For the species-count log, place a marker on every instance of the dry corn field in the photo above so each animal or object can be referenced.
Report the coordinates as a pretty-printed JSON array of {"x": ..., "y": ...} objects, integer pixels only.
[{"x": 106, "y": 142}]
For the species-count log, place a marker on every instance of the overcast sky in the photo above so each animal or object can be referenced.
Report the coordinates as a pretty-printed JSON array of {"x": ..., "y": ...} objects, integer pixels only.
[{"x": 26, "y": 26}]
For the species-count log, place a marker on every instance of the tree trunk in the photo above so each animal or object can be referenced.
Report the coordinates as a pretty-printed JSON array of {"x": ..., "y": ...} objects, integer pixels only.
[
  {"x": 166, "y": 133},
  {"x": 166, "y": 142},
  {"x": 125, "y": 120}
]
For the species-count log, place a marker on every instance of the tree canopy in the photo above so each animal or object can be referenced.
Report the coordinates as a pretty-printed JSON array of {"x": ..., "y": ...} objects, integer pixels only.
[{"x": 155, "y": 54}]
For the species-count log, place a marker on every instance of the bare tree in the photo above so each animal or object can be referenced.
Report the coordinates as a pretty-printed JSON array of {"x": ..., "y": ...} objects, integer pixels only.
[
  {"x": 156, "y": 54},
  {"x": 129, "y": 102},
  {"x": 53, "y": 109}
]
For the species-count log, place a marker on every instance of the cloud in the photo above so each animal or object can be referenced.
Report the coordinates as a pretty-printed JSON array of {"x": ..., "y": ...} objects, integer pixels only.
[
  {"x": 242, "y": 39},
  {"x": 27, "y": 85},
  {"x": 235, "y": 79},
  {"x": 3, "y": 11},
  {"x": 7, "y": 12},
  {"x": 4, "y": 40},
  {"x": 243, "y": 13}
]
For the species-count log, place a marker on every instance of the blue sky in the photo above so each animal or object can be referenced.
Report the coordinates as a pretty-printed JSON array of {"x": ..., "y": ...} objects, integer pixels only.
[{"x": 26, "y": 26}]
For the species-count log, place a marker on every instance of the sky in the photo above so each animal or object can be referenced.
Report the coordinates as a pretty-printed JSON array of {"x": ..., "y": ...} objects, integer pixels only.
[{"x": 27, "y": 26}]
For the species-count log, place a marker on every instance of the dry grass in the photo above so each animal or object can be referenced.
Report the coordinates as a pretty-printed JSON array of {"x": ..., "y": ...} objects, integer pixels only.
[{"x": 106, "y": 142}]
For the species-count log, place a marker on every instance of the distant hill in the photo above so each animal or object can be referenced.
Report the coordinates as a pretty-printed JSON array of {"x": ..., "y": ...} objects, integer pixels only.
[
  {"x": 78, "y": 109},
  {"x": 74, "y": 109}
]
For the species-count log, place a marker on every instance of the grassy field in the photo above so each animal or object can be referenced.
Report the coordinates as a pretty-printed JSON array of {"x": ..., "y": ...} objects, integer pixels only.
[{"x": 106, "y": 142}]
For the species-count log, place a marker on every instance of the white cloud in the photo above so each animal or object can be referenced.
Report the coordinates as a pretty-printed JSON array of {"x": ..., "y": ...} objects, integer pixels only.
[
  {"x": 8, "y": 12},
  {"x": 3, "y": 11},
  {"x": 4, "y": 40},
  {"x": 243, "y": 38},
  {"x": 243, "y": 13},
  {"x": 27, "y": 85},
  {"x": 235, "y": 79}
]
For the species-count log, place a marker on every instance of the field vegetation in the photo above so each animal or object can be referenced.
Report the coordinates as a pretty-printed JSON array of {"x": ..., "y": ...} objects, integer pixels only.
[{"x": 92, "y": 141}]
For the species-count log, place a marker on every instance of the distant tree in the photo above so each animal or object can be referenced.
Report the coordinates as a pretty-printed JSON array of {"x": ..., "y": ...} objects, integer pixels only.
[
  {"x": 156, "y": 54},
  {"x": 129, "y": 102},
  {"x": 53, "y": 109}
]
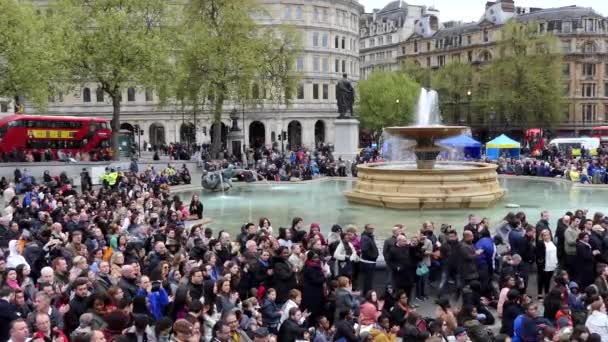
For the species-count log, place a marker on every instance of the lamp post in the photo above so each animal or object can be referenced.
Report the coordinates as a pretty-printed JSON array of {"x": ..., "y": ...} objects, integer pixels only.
[
  {"x": 492, "y": 118},
  {"x": 469, "y": 106},
  {"x": 396, "y": 107}
]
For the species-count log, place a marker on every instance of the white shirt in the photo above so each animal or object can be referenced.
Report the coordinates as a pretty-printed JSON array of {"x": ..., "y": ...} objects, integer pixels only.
[
  {"x": 550, "y": 256},
  {"x": 598, "y": 323}
]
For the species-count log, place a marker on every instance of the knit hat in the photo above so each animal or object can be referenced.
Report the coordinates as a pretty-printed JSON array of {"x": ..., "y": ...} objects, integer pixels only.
[
  {"x": 459, "y": 331},
  {"x": 182, "y": 326}
]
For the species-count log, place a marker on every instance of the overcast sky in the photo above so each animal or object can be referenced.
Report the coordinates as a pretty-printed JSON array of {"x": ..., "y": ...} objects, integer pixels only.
[{"x": 471, "y": 10}]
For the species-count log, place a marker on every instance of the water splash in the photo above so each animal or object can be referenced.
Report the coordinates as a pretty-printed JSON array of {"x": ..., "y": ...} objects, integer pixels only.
[{"x": 427, "y": 109}]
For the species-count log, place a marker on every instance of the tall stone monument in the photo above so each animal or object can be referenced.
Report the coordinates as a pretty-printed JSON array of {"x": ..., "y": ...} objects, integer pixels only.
[{"x": 346, "y": 126}]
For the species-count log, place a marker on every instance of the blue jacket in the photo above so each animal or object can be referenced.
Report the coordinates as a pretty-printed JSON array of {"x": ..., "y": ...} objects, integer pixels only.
[
  {"x": 487, "y": 257},
  {"x": 158, "y": 301},
  {"x": 270, "y": 313}
]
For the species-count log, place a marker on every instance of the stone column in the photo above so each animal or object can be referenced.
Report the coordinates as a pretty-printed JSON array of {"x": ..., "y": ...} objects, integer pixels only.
[
  {"x": 346, "y": 138},
  {"x": 308, "y": 133},
  {"x": 269, "y": 127}
]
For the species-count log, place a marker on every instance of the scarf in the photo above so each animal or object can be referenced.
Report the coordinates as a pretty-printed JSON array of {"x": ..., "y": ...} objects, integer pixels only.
[{"x": 313, "y": 263}]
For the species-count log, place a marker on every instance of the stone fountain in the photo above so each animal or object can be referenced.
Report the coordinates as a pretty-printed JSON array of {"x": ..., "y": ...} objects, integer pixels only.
[{"x": 426, "y": 184}]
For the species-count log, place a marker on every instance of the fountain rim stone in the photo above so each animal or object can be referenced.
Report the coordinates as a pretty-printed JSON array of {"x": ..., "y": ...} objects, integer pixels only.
[
  {"x": 476, "y": 167},
  {"x": 436, "y": 132}
]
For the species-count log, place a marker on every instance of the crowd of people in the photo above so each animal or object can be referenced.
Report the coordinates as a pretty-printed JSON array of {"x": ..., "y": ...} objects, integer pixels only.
[
  {"x": 584, "y": 170},
  {"x": 58, "y": 154},
  {"x": 123, "y": 262},
  {"x": 274, "y": 165}
]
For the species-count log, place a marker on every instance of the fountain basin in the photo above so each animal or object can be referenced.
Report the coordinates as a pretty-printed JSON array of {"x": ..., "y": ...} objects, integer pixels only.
[
  {"x": 448, "y": 185},
  {"x": 435, "y": 132}
]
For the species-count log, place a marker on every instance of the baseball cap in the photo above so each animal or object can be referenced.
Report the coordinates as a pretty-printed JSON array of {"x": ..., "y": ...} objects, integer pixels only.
[
  {"x": 459, "y": 331},
  {"x": 182, "y": 326}
]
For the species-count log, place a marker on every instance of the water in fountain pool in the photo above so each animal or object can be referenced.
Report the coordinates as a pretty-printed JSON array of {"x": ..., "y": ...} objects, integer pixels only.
[
  {"x": 413, "y": 166},
  {"x": 324, "y": 202}
]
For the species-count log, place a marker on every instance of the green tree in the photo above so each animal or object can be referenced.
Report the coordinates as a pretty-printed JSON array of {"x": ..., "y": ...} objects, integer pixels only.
[
  {"x": 224, "y": 52},
  {"x": 525, "y": 83},
  {"x": 454, "y": 83},
  {"x": 114, "y": 43},
  {"x": 422, "y": 76},
  {"x": 386, "y": 99},
  {"x": 25, "y": 67}
]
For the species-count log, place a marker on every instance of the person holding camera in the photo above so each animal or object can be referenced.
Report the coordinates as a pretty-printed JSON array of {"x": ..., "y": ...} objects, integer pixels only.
[{"x": 156, "y": 294}]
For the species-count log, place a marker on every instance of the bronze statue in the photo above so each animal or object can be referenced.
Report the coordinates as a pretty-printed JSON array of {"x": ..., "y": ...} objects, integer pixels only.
[{"x": 345, "y": 94}]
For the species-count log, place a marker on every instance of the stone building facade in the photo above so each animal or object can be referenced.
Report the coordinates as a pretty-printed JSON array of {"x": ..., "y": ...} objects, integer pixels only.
[
  {"x": 584, "y": 42},
  {"x": 330, "y": 35},
  {"x": 383, "y": 31}
]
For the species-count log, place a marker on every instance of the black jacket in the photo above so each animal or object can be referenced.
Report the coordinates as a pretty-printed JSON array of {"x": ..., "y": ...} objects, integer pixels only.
[
  {"x": 369, "y": 250},
  {"x": 540, "y": 226},
  {"x": 345, "y": 329},
  {"x": 388, "y": 244},
  {"x": 290, "y": 331},
  {"x": 468, "y": 264},
  {"x": 313, "y": 298},
  {"x": 129, "y": 287},
  {"x": 450, "y": 252},
  {"x": 8, "y": 313},
  {"x": 284, "y": 279},
  {"x": 401, "y": 264},
  {"x": 559, "y": 235},
  {"x": 196, "y": 291}
]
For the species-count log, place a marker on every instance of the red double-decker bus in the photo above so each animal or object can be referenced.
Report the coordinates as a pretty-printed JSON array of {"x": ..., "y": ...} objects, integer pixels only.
[{"x": 72, "y": 134}]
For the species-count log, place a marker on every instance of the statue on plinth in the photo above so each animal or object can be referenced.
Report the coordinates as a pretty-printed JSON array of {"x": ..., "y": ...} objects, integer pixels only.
[{"x": 345, "y": 94}]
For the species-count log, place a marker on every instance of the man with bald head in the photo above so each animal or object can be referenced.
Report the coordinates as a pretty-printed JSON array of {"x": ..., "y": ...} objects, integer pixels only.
[
  {"x": 390, "y": 243},
  {"x": 128, "y": 281},
  {"x": 400, "y": 262},
  {"x": 468, "y": 265},
  {"x": 562, "y": 224}
]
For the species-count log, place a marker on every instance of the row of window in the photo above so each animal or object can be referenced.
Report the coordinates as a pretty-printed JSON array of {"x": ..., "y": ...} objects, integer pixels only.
[
  {"x": 441, "y": 60},
  {"x": 321, "y": 15},
  {"x": 378, "y": 56},
  {"x": 319, "y": 91},
  {"x": 590, "y": 112},
  {"x": 379, "y": 40},
  {"x": 99, "y": 95},
  {"x": 322, "y": 40},
  {"x": 55, "y": 144},
  {"x": 321, "y": 64},
  {"x": 45, "y": 124},
  {"x": 450, "y": 42},
  {"x": 567, "y": 26},
  {"x": 589, "y": 89}
]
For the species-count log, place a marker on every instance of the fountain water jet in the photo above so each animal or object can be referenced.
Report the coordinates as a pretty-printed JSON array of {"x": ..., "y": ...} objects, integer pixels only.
[{"x": 429, "y": 185}]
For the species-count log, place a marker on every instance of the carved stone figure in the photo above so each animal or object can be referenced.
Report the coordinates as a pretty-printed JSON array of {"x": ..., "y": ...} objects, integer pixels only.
[{"x": 345, "y": 94}]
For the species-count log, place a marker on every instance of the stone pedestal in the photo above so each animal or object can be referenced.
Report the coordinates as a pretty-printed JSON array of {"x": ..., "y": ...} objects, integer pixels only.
[
  {"x": 234, "y": 143},
  {"x": 346, "y": 140},
  {"x": 451, "y": 185}
]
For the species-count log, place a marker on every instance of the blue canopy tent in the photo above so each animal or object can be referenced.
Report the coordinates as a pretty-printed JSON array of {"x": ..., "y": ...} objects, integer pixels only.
[
  {"x": 502, "y": 146},
  {"x": 471, "y": 148}
]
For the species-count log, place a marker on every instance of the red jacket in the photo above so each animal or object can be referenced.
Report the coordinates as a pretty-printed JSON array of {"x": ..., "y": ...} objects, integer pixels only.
[{"x": 54, "y": 334}]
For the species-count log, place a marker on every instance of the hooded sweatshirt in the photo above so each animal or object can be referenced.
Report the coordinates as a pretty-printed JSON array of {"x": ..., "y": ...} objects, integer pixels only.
[{"x": 15, "y": 258}]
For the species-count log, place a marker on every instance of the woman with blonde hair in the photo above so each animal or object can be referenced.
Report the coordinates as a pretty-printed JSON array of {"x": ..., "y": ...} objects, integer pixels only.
[{"x": 116, "y": 262}]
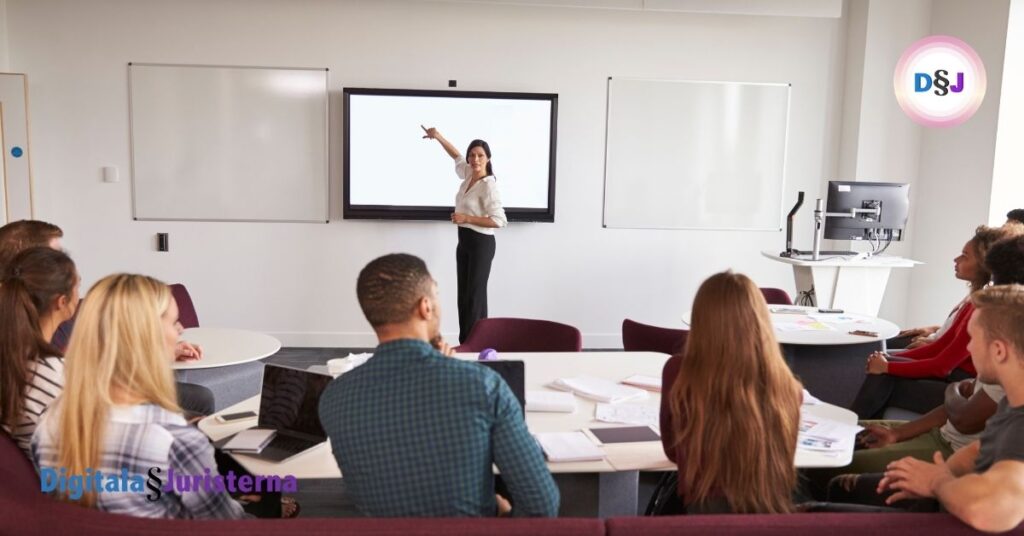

______________________________

◆ Exercise objective:
Copy out every line of the entries above that contains the word "statue".

◆ Exercise response:
For the species-count log, place a marker on every instance of the bronze statue in the photo above so each animal or object can be referenced.
For the species-count log, place a marker on every instance of the statue on plinth in the photo above so each animal or object can be referenced.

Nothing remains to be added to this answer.